• _WORK INSTRUCTIONS_
Word for word, copy out the records given below.

• _ENTRIES SUPPLIED_
[Start of section]

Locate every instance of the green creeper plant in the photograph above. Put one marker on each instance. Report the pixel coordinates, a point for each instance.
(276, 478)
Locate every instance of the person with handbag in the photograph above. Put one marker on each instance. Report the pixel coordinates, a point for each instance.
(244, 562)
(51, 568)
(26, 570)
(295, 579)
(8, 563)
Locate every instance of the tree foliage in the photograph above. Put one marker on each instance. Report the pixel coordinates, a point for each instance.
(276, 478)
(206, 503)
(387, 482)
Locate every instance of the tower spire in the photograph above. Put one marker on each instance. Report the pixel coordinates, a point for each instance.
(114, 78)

[End of section]

• _ANSWER SECTION_
Locate every instance of the green creeper plant in the photograph above. Put one marker on each instance. Report the pixel coordinates, a point for each instance.
(276, 478)
Locate every instance of the person with handbag in the photograph above. Put one marker on each instance. Report the pixel coordinates, a point for each instance.
(244, 562)
(51, 568)
(26, 570)
(295, 579)
(8, 563)
Locate every instance of the tree foliage in the photograph above. Put one marker on each instance. Report the pixel coordinates, a point for each instance.
(276, 478)
(206, 503)
(387, 482)
Locate every instance of the tower spire in the photograph above. Put one marker on each instance. Report the pixel coordinates, a point for each instance.
(114, 78)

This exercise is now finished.